[Start Entries]

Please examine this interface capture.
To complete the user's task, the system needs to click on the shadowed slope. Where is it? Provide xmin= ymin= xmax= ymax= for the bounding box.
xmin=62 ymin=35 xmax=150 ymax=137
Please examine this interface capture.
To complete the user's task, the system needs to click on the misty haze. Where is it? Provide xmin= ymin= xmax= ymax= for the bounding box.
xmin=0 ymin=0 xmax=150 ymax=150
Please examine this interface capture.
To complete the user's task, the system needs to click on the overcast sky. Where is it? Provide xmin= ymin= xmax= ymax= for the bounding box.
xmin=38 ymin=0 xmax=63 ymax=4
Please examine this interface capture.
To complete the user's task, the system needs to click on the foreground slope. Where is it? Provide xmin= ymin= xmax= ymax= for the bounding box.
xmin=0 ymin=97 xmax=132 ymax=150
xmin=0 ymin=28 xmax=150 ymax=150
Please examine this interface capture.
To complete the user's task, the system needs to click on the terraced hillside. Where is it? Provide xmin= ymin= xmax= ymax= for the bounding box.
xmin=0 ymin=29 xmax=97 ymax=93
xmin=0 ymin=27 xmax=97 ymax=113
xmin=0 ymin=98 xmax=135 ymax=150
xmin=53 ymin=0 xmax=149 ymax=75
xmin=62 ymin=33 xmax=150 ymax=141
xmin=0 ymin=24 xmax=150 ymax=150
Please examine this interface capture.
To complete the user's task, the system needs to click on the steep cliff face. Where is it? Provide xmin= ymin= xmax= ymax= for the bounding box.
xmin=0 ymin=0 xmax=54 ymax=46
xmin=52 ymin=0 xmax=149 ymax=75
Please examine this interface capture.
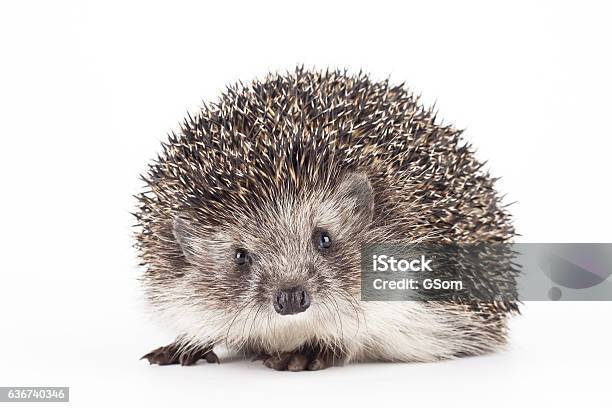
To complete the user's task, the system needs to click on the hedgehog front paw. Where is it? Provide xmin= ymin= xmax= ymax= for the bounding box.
xmin=140 ymin=343 xmax=219 ymax=366
xmin=256 ymin=349 xmax=341 ymax=371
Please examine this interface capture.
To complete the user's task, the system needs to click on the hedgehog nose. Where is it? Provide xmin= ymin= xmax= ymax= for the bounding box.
xmin=274 ymin=286 xmax=310 ymax=315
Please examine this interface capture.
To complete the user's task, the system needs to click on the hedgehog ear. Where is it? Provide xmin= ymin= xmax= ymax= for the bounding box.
xmin=172 ymin=215 xmax=197 ymax=263
xmin=336 ymin=173 xmax=374 ymax=223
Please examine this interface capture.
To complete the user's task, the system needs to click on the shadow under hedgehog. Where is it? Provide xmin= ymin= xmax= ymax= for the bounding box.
xmin=136 ymin=68 xmax=518 ymax=371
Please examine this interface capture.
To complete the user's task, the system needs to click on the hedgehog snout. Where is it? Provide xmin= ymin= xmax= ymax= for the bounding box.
xmin=272 ymin=286 xmax=310 ymax=316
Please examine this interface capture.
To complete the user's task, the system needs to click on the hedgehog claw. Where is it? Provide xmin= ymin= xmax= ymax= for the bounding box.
xmin=140 ymin=343 xmax=219 ymax=366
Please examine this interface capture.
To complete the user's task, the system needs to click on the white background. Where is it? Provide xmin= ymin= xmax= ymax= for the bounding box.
xmin=0 ymin=0 xmax=612 ymax=407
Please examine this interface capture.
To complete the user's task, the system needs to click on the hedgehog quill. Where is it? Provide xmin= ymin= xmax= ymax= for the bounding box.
xmin=136 ymin=68 xmax=518 ymax=371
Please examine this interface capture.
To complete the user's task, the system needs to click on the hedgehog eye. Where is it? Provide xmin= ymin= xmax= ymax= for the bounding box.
xmin=319 ymin=231 xmax=331 ymax=249
xmin=234 ymin=249 xmax=249 ymax=265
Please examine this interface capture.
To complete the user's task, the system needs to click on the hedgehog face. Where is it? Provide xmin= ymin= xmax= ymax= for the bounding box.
xmin=174 ymin=173 xmax=374 ymax=326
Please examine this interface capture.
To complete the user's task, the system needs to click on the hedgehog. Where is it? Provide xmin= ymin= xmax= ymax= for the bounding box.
xmin=135 ymin=67 xmax=518 ymax=371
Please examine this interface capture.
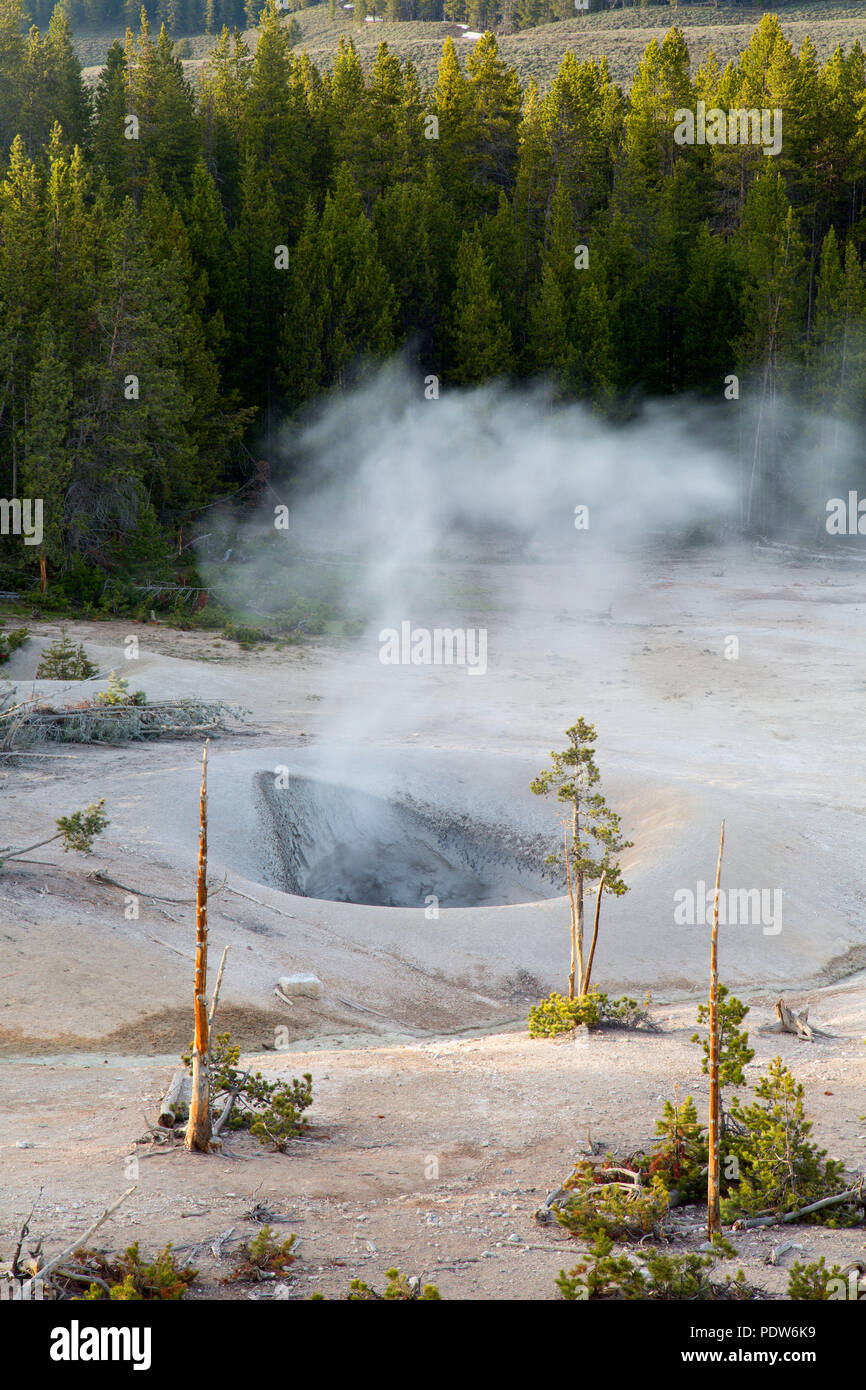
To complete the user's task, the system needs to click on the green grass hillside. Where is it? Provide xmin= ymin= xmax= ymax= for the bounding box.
xmin=76 ymin=0 xmax=866 ymax=88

[End Entries]

▸ Instructions for the task:
Rewrite all of the entries above as a numbered list with one line per item, dropping any blank lines. Leave the pictures out of your answer.

▸ Reply to the task:
1. Please examine this interface capture.
2. To complete the user's task, the system needs to click on the shadowed slope. Where is it? Provide xmin= ymin= xmax= ymax= for the bounding box.
3. xmin=62 ymin=35 xmax=150 ymax=137
4. Please examine this interface capture.
5. To complete the user's task, the system needs to click on the misty haze. Where is it? Provide xmin= ymin= xmax= ymax= for the bounding box.
6. xmin=0 ymin=0 xmax=150 ymax=150
7. Please examine this interface capture.
8. To complete the user's task, the system needs to click on the overcast sky. Where is it? Provide xmin= ymin= xmax= ymax= for the bounding box.
9. xmin=38 ymin=0 xmax=63 ymax=4
10. Please examine this interface capture.
11. To complete the user's task, the system needs to click on the foreground slope. Where is it? Provide xmin= ymin= xmax= ymax= for the bounding box.
12. xmin=0 ymin=97 xmax=132 ymax=150
13. xmin=0 ymin=28 xmax=150 ymax=150
14. Please examine this interface capture.
15. To complete the user's task, the system needs to click on the terraced hillside. Where is it? Provide xmin= ymin= xmax= ymax= for the bounding box.
16. xmin=0 ymin=29 xmax=97 ymax=93
17. xmin=0 ymin=27 xmax=97 ymax=113
18. xmin=0 ymin=98 xmax=135 ymax=150
19. xmin=53 ymin=0 xmax=149 ymax=75
20. xmin=62 ymin=33 xmax=150 ymax=141
21. xmin=0 ymin=24 xmax=150 ymax=150
22. Please examine this interface capture.
23. To complete the user's task, the system needs to click on the steep cliff face. Where is it? Provide xmin= ymin= xmax= ymax= for the bounding box.
24. xmin=0 ymin=0 xmax=54 ymax=46
25. xmin=52 ymin=0 xmax=149 ymax=75
26. Please examine this interface capture.
27. To complete the user's task, the system needs to click on the hedgehog front paw. Where is it? Provide xmin= ymin= xmax= ymax= for the bounding box.
28. xmin=140 ymin=343 xmax=219 ymax=366
29. xmin=256 ymin=349 xmax=341 ymax=371
30. Please examine this interface capture.
31. To complete the user's task, the system needs to click on the hedgehog nose. Where is it? Provide xmin= ymin= xmax= ymax= for the bounding box.
32. xmin=274 ymin=286 xmax=310 ymax=315
33. Please examine this interface capture.
34. To complete the user's task, the system needs to click on the hedgehog ear. Where is it? Provide xmin= ymin= xmax= ymax= for the bounding box.
35. xmin=172 ymin=215 xmax=197 ymax=263
36. xmin=336 ymin=173 xmax=374 ymax=223
37. Please examine this interface capture.
38. To complete the user's task, the system needs to click on the shadow under hedgehog. Where is it? Provide xmin= ymin= xmax= ymax= for the bounding box.
39. xmin=136 ymin=68 xmax=518 ymax=371
40. Please examine this interface capture.
41. To complete the user's task, the system needs to click on the hedgehog snout. Where is it? Provide xmin= ymin= xmax= ymax= for the bounding box.
42. xmin=272 ymin=286 xmax=310 ymax=316
43. Please examine this interface capture.
44. To complete the user's task, the system needs to click on the hedgehog claw. Where is it? Provide xmin= ymin= xmax= ymax= for the bounding box.
45. xmin=140 ymin=343 xmax=219 ymax=366
46. Please examine this interface capture.
47. To complete the user's task, the system needs to click on the white background. Where is it? Provide xmin= ymin= xmax= ymax= for the bounding box.
48. xmin=0 ymin=0 xmax=612 ymax=407
49. Please examine this interface capture.
50. To complete the user's task, the system needs to click on the hedgehog quill. Where is it? Provide xmin= ymin= xmax= ymax= for the bounding box.
51. xmin=136 ymin=68 xmax=518 ymax=371
52. Please examine this interface capture.
53. To complete the user's task, the system needs to click on the hedgehog eye. Where is it? Provide xmin= ymin= xmax= ymax= for the bounding box.
54. xmin=319 ymin=231 xmax=331 ymax=249
55. xmin=234 ymin=249 xmax=249 ymax=265
56. Please examine this interface capture.
57. To complete the user's task, the system needs to click on the hedgehog face. Where is it? Provide xmin= ymin= xmax= ymax= for the bounding box.
58. xmin=174 ymin=173 xmax=374 ymax=326
59. Please examine this interface capture.
60. To complete the user's task, the system needs to click on the hedgehog. Where is it? Provide xmin= ymin= xmax= ymax= for the bounding box.
61. xmin=135 ymin=67 xmax=518 ymax=371
62. Please examine this interface capture.
63. To complete the user's task, the system needs to click on the green grass hillside. Where is it? Provide xmin= ymin= xmax= ymax= for the bounding box.
64. xmin=76 ymin=0 xmax=866 ymax=88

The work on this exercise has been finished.